◆ DIRECTION ◆
Please copy everything from the line that contains "In this exercise you will mark every instance of the clock" down to the line that contains "pixel 530 113", both included, keeping the requests unchanged and adding 111 to every x and y coordinate in the answers.

════════════════════

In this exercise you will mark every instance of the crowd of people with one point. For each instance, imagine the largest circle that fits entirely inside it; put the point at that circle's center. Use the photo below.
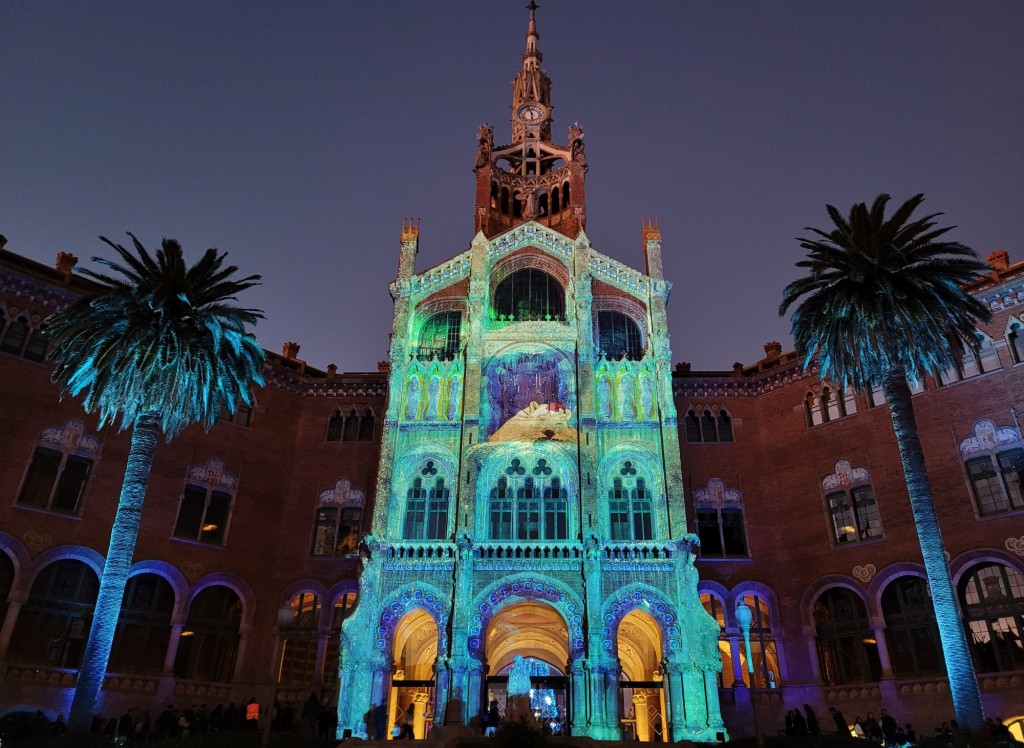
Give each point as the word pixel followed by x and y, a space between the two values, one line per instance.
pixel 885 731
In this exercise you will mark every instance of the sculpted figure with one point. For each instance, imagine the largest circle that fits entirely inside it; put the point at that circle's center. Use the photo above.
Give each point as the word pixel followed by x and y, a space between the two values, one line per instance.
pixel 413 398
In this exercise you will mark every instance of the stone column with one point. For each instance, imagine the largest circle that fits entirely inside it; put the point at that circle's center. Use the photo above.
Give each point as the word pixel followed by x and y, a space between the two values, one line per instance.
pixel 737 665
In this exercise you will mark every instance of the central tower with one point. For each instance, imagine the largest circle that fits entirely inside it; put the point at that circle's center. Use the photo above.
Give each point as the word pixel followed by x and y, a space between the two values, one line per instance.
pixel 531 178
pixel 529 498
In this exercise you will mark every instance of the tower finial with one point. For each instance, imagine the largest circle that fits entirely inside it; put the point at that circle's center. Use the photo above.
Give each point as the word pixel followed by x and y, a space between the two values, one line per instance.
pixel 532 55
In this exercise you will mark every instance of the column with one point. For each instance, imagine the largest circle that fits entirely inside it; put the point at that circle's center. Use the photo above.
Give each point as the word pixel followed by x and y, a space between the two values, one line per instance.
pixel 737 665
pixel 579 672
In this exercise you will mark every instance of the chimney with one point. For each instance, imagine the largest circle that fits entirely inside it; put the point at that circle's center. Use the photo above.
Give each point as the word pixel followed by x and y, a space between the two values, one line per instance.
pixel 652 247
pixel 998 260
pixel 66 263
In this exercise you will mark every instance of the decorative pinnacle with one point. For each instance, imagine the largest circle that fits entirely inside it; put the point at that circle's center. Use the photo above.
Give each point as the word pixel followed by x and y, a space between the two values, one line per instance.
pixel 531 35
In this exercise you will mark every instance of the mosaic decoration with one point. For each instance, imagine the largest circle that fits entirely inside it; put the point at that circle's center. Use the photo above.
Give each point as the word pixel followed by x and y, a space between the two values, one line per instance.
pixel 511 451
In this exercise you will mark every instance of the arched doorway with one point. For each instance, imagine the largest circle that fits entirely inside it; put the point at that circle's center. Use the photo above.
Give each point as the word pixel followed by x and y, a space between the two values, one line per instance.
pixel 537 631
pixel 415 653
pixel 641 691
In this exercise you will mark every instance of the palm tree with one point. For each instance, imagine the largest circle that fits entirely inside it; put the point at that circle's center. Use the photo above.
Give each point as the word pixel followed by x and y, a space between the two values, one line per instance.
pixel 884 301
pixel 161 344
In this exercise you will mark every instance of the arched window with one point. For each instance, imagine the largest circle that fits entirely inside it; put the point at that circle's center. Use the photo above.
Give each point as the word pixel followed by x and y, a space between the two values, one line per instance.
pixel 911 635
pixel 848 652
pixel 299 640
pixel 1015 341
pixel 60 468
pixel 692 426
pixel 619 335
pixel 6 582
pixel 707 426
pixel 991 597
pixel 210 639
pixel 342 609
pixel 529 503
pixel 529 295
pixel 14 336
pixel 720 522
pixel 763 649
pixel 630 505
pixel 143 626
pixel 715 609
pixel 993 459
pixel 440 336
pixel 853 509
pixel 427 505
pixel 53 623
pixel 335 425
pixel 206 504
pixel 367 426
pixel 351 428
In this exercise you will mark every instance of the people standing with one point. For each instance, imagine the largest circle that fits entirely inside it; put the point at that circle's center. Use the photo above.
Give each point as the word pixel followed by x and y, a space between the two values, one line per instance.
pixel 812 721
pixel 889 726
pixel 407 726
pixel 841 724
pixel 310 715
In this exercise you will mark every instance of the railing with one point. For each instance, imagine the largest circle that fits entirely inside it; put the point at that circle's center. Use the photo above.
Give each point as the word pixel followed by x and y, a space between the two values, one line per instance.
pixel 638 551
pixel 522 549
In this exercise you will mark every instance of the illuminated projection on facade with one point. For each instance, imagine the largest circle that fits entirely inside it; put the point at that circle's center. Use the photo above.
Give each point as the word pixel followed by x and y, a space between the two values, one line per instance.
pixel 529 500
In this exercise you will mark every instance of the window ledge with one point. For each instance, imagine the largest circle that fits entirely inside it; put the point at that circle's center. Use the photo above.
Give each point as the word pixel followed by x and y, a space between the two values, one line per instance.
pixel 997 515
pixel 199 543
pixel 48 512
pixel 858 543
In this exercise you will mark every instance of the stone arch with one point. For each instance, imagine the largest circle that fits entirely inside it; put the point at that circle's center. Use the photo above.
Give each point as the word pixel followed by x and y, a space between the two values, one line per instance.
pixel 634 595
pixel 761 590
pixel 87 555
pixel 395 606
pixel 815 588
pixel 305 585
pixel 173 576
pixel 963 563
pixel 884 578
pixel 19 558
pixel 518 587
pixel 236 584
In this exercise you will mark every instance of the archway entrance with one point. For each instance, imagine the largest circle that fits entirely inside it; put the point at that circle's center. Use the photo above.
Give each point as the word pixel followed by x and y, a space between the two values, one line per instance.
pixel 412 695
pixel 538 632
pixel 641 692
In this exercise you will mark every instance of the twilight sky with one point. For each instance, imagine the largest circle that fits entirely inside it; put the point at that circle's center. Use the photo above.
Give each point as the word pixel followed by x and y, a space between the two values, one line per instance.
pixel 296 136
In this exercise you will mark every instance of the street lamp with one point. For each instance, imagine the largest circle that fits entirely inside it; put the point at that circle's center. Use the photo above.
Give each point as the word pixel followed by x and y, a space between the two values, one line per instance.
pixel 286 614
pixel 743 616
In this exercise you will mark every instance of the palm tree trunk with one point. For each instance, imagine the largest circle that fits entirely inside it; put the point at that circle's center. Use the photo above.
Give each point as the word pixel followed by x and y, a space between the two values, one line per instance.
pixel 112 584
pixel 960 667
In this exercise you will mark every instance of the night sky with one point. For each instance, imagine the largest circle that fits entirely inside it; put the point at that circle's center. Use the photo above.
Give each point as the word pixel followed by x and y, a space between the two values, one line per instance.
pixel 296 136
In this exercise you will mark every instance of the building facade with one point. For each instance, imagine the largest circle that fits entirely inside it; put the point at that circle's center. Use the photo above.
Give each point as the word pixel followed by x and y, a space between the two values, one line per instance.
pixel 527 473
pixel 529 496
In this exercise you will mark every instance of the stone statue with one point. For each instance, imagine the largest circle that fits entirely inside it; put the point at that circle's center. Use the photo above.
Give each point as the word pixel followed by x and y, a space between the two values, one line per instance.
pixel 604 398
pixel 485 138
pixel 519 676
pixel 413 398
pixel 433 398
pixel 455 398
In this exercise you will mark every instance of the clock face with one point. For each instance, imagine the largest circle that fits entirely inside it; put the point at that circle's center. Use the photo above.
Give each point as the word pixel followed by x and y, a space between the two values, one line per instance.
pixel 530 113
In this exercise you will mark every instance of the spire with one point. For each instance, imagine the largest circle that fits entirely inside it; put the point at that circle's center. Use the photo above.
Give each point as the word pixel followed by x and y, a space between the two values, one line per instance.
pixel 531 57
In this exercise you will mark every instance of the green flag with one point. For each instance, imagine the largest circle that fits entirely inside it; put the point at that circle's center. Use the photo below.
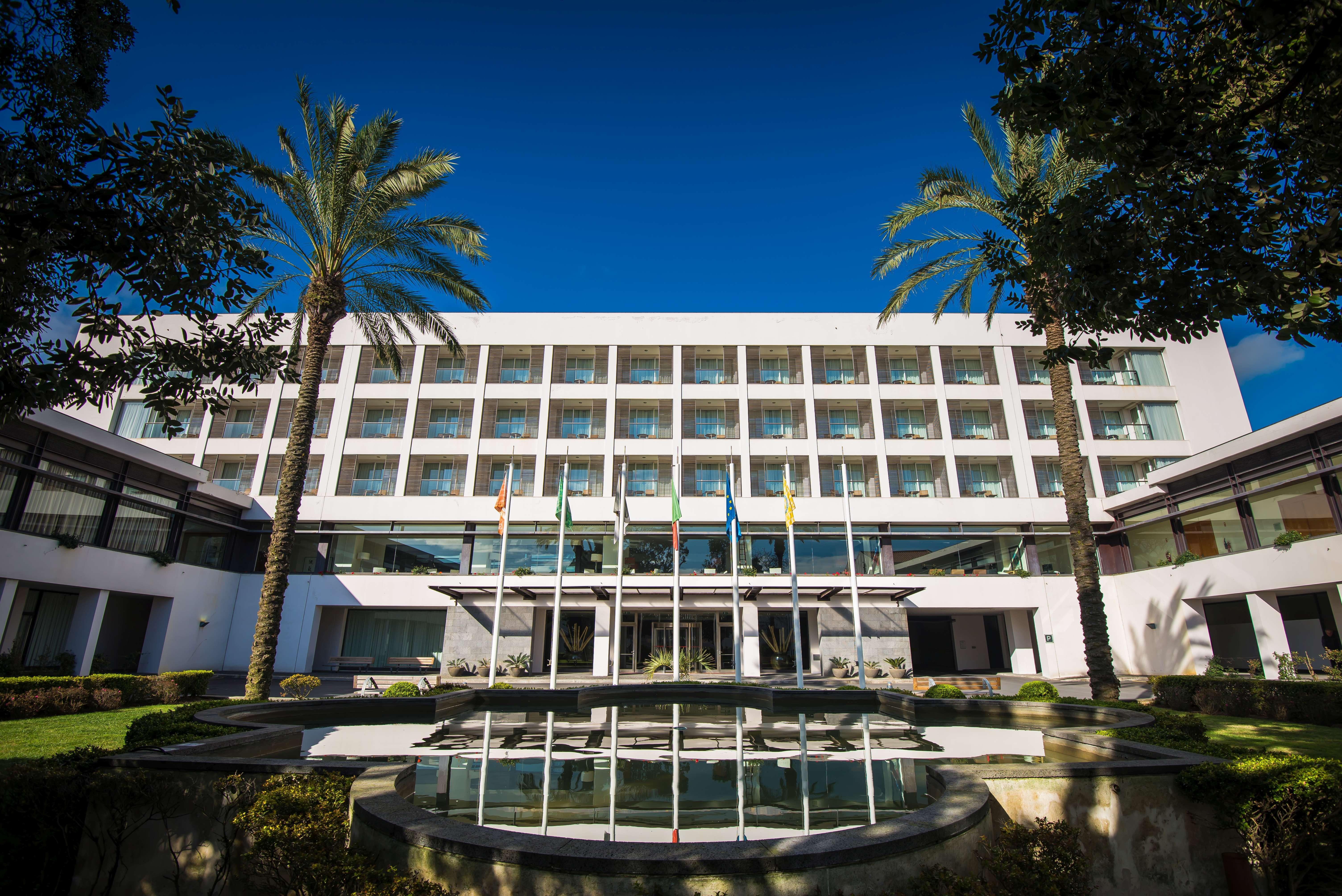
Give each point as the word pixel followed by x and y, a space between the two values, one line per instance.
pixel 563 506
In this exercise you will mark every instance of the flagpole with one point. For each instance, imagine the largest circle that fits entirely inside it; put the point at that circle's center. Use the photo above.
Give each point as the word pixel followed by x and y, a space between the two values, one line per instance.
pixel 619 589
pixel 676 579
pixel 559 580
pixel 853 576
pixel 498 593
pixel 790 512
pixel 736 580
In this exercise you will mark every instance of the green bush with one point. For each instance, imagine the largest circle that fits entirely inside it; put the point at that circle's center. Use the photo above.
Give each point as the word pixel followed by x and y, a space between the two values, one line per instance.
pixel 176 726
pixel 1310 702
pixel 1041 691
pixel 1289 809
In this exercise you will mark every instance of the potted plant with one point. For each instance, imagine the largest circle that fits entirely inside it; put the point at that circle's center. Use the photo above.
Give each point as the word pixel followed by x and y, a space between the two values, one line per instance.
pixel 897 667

════════════════════

◆ OUTPUT FOR THIS TASK ◆
In this exercise you will mark every instance of the clock face with one point. For each instance, imagine the largest circle that fits entirely inside it; put the point at that circle's center. Use the photo above.
Give each point as the word pixel followed by x and y, a space between the two values, one line per instance.
pixel 641 224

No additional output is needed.